Here starts the postprocessing to clean the output from the most common false positives.

In [118]:

# Now look into the output and find the most common false positives.
# Collect them in this list of common false positives 
#that you can consequently use to delete the values from the received matches of letter openings to clean the output as a postprocessing step.

common_false_positives = [
    r'[»]?Lieber Gott',
    r'Liebe und',
    r'Liebe zu',
    r'Liebe von',
    r'[»]?Liebe[sr]+\s[A-Za-z,!]*[«]? sagte',
    r'Grüß dich Gott, [A-Za-z]',
    r'Teurer [A-Za-z,\s]* sagte',
    r'Hochverehrte Festversammlung!',
]

In [120]:
# Use this function to remove the most common false positives that you encounter and that you documented in the

def remove_common_false_positives(extracted_matches, common_false_positives):
    # Create a copy of the extracted_matches dictionary to avoid modifying the original
    cleaned_matches = {}

    # Iterate through the dictionary items
    for pattern, matches in extracted_matches.items():
        # Create a list to store valid matches that don't match common_false_positives
        valid_matches = []

        for match in matches:
            match_text, match_start = match

            # Check if the match_text matches any of the common_false_positives patterns
            if not any(re.search(fp_pattern, match_text) for fp_pattern in common_false_positives):
                valid_matches.append((match_text, match_start))

### MATERIAL
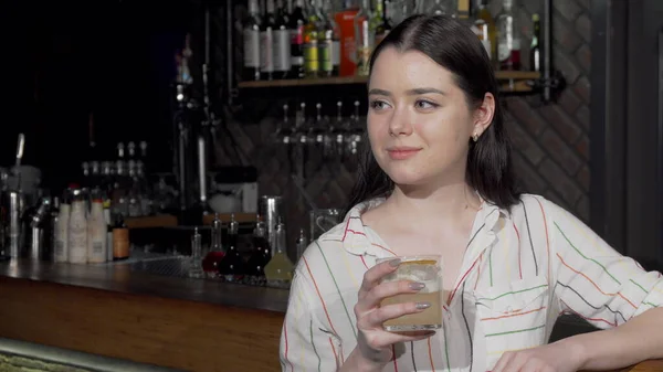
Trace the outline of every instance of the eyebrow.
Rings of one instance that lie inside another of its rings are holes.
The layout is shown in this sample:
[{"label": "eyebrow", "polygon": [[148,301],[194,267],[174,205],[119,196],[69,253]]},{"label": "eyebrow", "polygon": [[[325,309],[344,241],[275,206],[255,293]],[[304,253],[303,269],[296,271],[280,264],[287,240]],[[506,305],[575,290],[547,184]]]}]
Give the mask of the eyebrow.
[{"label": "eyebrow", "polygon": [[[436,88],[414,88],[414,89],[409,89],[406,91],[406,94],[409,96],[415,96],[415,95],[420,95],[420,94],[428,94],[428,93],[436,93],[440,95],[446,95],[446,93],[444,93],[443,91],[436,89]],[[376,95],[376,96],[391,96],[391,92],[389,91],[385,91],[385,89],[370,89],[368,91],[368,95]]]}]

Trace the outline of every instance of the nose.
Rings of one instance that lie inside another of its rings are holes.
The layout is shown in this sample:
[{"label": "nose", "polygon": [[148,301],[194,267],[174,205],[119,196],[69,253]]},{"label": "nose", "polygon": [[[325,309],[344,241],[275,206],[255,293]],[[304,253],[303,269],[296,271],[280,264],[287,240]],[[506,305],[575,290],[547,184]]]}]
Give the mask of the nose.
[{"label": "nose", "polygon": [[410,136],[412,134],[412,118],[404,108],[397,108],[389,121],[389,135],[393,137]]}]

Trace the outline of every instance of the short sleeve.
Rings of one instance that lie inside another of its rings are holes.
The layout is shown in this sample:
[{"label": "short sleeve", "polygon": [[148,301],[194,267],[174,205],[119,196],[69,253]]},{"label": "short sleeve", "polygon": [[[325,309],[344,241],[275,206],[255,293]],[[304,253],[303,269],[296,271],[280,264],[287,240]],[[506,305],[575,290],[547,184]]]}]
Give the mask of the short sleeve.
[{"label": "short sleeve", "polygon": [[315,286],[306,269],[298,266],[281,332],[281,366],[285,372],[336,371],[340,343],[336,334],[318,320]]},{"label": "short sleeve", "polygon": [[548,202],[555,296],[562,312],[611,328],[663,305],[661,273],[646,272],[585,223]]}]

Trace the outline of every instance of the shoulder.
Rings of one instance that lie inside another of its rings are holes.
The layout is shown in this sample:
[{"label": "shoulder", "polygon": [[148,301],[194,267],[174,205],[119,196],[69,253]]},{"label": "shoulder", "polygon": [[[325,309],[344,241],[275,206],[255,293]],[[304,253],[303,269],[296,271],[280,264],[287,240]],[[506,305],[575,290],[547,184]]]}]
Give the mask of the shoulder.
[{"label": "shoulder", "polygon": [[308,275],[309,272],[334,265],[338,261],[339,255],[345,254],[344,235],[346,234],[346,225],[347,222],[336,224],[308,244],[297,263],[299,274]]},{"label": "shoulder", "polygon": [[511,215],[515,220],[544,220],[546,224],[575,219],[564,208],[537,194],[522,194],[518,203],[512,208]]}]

--

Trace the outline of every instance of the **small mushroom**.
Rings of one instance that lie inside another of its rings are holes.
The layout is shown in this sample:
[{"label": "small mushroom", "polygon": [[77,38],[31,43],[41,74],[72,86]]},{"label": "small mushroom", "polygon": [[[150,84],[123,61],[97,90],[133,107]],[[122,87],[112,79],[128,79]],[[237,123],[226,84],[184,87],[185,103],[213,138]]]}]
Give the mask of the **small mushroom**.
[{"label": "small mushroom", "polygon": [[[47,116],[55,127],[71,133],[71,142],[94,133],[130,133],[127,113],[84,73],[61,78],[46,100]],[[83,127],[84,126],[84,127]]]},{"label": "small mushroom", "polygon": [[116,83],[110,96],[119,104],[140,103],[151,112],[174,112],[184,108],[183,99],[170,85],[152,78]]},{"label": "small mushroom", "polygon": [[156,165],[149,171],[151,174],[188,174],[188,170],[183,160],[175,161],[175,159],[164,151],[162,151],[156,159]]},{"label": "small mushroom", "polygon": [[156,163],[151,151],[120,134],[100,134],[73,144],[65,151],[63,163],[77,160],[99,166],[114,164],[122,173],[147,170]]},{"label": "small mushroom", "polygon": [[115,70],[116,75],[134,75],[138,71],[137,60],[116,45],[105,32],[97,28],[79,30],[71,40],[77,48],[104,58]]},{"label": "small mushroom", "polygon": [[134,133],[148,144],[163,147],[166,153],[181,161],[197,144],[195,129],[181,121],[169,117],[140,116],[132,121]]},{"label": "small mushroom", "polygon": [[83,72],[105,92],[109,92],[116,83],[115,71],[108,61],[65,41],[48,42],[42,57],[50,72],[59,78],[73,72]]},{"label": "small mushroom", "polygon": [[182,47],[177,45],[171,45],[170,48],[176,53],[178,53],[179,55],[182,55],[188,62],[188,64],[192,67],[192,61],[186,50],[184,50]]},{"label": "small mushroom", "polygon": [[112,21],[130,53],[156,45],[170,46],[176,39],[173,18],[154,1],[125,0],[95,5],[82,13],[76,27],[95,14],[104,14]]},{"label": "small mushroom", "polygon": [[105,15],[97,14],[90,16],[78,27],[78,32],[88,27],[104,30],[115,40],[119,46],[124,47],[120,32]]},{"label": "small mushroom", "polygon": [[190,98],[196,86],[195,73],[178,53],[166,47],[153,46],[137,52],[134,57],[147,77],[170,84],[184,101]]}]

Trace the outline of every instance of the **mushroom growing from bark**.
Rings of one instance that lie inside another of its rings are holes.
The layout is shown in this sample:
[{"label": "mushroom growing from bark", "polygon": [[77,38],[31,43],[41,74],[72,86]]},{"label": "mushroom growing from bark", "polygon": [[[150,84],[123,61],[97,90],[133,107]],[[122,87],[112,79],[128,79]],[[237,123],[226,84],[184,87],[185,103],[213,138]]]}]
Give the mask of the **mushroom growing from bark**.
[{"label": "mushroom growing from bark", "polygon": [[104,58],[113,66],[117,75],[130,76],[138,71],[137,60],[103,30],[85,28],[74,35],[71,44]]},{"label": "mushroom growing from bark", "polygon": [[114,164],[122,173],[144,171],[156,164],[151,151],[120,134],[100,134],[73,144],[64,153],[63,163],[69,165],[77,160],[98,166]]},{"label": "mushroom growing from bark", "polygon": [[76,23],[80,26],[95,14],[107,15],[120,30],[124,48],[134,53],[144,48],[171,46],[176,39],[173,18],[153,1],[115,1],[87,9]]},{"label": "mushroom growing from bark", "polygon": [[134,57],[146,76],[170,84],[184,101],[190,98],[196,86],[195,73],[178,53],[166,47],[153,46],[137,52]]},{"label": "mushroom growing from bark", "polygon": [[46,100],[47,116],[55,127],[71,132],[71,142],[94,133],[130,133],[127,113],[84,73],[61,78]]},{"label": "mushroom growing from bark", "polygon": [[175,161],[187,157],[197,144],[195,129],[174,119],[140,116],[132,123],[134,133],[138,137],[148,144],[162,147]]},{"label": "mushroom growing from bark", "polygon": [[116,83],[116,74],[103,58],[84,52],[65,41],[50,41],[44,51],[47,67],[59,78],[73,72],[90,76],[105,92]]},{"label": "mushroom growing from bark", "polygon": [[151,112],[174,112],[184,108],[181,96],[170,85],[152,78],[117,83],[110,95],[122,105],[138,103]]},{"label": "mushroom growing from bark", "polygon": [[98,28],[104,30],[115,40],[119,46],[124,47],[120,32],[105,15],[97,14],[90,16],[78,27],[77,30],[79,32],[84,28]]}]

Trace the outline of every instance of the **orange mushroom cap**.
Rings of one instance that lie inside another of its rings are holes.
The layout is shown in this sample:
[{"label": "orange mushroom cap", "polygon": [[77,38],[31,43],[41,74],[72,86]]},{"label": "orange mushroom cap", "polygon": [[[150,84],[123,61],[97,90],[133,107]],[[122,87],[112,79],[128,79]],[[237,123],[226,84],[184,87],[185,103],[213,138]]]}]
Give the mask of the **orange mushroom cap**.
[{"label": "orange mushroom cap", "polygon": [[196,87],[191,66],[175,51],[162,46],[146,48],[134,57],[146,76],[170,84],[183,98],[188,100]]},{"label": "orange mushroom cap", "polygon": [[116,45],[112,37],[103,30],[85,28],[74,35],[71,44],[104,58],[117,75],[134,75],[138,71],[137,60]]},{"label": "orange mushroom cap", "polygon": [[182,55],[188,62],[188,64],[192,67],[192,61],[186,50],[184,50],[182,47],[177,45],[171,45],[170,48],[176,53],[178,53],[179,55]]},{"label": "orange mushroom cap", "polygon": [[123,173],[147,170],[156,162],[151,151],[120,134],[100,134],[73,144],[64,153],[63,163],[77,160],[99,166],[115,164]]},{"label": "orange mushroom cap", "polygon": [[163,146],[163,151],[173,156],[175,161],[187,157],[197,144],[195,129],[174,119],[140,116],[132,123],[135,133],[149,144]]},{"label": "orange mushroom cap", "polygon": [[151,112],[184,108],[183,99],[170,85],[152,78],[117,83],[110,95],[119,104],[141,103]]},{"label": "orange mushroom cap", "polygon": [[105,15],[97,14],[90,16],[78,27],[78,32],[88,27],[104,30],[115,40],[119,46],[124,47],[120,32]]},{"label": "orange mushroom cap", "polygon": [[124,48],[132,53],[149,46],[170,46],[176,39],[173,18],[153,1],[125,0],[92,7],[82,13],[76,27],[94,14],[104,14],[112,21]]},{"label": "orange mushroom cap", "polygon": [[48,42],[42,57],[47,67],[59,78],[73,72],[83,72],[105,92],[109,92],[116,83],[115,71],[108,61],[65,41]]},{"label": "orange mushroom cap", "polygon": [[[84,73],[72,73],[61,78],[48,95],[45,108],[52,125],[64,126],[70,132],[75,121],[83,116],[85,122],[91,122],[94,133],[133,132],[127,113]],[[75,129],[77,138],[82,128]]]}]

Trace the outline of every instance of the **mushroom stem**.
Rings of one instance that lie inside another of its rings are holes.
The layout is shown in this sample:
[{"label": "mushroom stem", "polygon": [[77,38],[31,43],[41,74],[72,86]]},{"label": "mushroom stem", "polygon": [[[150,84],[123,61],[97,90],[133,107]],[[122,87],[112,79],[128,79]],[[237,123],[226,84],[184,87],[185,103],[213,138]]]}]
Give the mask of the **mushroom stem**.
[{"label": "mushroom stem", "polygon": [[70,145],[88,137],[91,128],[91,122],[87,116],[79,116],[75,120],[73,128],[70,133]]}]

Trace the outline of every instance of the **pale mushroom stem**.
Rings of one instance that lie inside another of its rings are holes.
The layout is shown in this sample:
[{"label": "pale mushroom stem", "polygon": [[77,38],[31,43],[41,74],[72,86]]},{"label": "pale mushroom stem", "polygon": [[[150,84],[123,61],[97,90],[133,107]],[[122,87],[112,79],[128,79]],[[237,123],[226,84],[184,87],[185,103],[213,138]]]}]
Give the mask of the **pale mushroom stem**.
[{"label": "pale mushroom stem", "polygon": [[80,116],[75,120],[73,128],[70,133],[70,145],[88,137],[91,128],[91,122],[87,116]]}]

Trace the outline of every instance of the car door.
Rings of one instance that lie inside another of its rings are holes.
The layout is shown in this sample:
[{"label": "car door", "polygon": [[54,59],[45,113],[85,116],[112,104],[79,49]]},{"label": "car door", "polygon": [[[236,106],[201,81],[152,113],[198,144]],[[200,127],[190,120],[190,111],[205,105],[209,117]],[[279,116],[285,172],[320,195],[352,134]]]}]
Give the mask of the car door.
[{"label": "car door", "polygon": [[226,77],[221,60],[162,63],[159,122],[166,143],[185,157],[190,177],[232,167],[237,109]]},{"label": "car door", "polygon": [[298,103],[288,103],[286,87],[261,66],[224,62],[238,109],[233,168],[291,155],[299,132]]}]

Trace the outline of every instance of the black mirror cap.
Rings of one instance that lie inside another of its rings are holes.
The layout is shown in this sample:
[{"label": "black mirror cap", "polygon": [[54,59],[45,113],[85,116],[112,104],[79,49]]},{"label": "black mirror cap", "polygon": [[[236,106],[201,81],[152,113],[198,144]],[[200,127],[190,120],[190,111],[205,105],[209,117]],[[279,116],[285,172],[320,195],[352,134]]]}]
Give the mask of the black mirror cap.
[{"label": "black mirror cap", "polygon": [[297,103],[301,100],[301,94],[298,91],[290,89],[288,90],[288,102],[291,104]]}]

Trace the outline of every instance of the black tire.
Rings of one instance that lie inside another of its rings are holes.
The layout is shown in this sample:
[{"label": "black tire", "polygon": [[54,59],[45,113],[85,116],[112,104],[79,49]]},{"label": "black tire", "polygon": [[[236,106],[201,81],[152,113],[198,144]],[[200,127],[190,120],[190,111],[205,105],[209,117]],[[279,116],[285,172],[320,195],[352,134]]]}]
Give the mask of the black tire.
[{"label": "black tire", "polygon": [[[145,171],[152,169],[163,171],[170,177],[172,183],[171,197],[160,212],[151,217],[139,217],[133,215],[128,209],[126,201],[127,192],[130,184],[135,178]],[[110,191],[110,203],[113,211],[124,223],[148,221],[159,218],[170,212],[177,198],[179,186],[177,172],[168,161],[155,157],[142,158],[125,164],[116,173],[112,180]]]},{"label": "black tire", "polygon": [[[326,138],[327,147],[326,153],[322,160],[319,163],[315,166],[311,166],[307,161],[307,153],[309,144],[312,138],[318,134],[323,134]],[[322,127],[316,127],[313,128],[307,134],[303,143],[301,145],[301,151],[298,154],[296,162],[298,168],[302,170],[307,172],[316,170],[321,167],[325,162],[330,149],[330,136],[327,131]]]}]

### EXERCISE INSTRUCTIONS
1/ In the false-positive cleanup excerpt, condense the comment block beginning "Now look into the output" into one short sentence that keeps its main points.
2/ Give every pattern listed in common_false_positives in the false-positive cleanup excerpt.
3/ Render this sentence from the false-positive cleanup excerpt in German: "Here starts the postprocessing to clean the output from the most common false positives."

### ANSWERS FOR THE EXERCISE
1/ Review the output, record the most common false positives in a list, and use that list afterward to remove those values from the matched letter openings.

2/
- r'[»]?Lieber Gott'
- r'Liebe und'
- r'Liebe zu'
- r'Liebe von'
- r'[»]?Liebe[sr]+\s[A-Za-z,!]*[«]? sagte'
- r'Grüß dich Gott, [A-Za-z]'
- r'Teurer [A-Za-z,\s]* sagte'
- r'Hochverehrte Festversammlung!'

3/ Hier beginnt die Nachbearbeitung, um die Ausgabe von den häufigsten falsch-positiven Treffern zu bereinigen.